Set of tasks:
(A) List every person named in the meritocracy discussion.
(B) Pick up the meritocracy discussion after its final sentence and extend it.

### Passage

Granted, Bernie Sanders and Elizabeth Warren do sound more critical of unfettered capitalism and the idea that capitalism is a meritocracy than Bill Clinton and Barack Obama did (and so does Trump, in his own way), but they haven't been elected yet.
It seemed timed at least partially a result of the old order being upset at their heritage not being the gatekeeper it once was.
The Ivy Leagues have a long history of pssudomeritocracy in the form of moving goalposts to favor the legacies whenever an upstart group gains "too much" of a share. It is reminiscent of the Jewish quotas of old and they were indeed targetted
> To live in this way is, quite literally, to use oneself up. Such a life proceeds under a pervasive shadow: at its worst, it squanders the capacity to set and pursue authentically embraced, intrinsically valued, goals; even at its best, this life invites deep alienation.
With alienation they probably mean something like not seeing your parents, friends, family, etc for years. The proposed solution to this dilemma is then presented in the key paragraph:
> The new aristocracy promotes human flourishing for no one: certainly not for the excluded rest; nor even for the ensnared rich. We are trained to think of economic inequality as presenting a zero sum game: to suppose that redistribution to benefit the bottom must burden the top. But this is not such a case: reforms that democratize training and talent would benefit everybody. Such democratic reforms would restore the bulk of Americans to full participation in an economic and social order from which they have been, for several decades now, increasingly excluded. And democratic reforms invite the elite—you all—to accept an almost costless diminution in wealth and status in exchange for a massive, precious increase in leisure and liberty, a reclaiming of your authentic selves.
If one is to feel good about meritocracy, it is that the ambitious, talented and hardworking have the greatest chance of changing the system for everyone's shared benefit.
It seems to me that this pileup against meritocracy is primarily about personal rewards, and not about utility to society.
He's also now published a book, The Meritocracy Trap:
It certainly makes sense for the wealthy, elite lawyers of a society to set the course of policy. But I'm not sure what the empirical evidence from 2019 America says. I think a lot of these Yale graduates end up becoming cogs in the existing system without actually changing it, and I think other forces might be equally as or more impactful in terms of shaping political currents.

######
### Provided material

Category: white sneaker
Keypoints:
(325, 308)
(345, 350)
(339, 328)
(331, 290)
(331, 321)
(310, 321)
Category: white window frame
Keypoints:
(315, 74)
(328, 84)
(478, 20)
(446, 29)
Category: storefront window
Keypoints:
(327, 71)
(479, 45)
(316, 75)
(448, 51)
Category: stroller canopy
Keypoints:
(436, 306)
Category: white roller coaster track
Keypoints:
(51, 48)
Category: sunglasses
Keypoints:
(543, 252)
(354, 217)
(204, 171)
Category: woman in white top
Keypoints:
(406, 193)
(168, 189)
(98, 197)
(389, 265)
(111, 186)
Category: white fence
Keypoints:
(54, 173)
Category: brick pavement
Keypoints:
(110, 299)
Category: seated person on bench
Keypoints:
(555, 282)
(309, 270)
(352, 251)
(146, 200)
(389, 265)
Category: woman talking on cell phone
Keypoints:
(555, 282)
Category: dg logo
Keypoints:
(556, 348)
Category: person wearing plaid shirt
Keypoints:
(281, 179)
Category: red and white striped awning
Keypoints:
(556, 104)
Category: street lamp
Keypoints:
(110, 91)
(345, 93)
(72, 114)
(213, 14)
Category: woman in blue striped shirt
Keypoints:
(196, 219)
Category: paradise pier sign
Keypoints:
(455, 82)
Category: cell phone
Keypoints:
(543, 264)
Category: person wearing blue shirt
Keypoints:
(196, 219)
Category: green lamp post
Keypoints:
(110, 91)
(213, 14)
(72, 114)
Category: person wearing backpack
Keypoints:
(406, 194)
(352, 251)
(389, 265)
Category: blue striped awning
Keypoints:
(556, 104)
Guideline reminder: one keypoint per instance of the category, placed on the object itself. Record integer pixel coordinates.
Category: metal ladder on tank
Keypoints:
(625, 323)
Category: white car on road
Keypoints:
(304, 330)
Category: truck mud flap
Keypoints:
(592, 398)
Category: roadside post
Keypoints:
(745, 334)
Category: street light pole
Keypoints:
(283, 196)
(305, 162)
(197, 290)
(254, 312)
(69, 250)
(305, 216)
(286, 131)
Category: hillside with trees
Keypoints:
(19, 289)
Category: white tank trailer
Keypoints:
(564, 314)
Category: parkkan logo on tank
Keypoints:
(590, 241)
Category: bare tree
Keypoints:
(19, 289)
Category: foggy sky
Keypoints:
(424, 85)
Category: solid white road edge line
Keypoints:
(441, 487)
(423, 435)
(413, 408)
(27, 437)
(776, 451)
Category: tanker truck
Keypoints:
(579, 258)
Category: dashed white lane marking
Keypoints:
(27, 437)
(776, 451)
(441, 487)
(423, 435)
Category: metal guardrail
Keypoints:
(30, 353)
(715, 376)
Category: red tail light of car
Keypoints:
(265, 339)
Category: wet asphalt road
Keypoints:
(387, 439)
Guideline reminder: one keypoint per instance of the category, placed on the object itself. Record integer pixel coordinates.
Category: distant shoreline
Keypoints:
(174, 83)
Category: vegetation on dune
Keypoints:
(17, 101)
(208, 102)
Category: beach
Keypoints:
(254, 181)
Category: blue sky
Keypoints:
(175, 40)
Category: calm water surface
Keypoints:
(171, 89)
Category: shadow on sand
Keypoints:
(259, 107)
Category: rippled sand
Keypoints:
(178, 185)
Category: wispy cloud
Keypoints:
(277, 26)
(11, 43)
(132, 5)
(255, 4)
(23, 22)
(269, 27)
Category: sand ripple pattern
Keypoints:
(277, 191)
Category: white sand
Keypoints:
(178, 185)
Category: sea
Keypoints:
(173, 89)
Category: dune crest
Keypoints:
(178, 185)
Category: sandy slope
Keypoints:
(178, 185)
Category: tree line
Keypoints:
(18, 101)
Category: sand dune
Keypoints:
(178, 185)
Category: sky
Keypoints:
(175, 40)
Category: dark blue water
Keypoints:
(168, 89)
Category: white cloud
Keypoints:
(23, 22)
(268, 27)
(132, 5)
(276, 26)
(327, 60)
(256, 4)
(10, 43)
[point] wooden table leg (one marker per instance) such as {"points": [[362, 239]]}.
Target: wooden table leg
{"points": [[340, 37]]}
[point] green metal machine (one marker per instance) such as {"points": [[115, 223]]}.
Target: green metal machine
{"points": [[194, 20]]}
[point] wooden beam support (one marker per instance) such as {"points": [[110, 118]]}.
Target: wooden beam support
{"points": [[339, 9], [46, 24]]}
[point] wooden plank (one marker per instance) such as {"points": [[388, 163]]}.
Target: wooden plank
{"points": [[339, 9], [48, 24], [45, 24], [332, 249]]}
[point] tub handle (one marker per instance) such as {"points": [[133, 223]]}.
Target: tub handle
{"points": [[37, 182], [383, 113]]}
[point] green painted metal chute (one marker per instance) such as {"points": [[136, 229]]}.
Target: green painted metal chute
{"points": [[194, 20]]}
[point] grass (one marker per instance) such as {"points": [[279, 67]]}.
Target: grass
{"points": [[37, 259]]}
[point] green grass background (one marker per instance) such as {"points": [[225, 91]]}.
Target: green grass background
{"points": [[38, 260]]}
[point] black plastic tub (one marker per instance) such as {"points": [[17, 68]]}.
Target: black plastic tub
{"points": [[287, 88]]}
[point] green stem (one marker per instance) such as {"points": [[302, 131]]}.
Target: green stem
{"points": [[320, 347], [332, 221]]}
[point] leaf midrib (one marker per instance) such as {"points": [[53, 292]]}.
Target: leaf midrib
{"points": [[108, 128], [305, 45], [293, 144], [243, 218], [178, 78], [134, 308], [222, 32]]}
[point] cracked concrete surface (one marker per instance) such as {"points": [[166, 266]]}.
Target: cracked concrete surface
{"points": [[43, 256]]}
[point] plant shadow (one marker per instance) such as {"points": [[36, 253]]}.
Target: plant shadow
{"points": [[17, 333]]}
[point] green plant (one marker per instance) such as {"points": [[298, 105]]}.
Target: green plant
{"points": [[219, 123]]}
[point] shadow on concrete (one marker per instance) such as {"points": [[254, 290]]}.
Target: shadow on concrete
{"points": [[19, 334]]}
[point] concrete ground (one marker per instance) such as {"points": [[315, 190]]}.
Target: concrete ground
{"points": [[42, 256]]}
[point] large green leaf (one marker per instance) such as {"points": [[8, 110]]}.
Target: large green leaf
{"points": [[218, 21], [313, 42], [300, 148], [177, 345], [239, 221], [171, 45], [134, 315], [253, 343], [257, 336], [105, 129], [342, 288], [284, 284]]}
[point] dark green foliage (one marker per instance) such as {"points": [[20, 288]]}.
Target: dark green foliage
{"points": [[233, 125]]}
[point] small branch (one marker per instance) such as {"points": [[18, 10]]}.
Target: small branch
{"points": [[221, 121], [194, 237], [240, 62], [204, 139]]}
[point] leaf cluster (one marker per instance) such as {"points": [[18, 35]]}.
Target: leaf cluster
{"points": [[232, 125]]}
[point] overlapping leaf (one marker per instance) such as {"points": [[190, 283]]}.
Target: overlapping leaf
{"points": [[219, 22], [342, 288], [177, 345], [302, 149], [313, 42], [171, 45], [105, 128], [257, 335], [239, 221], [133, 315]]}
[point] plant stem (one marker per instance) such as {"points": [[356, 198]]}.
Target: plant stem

######

Answers to each task:
(A) Bernie Sanders, Elizabeth Warren, Bill Clinton, Barack Obama, Trump

(B)
Get off your high horse.
You should read The Meritocracy Trap by Daniel Markovits: https://www.themeritocracytrap.com/
The author is actually a Yale Law Professor, and the book came out about a month ago.
I can't agree that it was just a self congratulatory speech. You have to speak to your audience. Some degree of pandering is expected and necessary. And, the final message was still very clear: here are the problems, you folks are supposed to be the best and the brightest, work towards finding the solution.
Whatever else, you have to admit that's one damn well written speech.
It seemed to have been mocking the language of the speech when there really isn't anything objectively wrong with the speech. The speech was in a high register but I thought it was very concise. The parody in the comment on the other hand seems to try to immitate religious language, and didn't attack the speech but the speakers and their values. It's as if the commenter perceives the academic register used in the speech as marking its contents unworthy of engaging with, the ivory tower ramblings of the elites as nonsensical and contemptible as religious rhetoric. This sort of contempt for everything associated with the upper class leads to the kind of cultural destruction we saw in Communist revolutions.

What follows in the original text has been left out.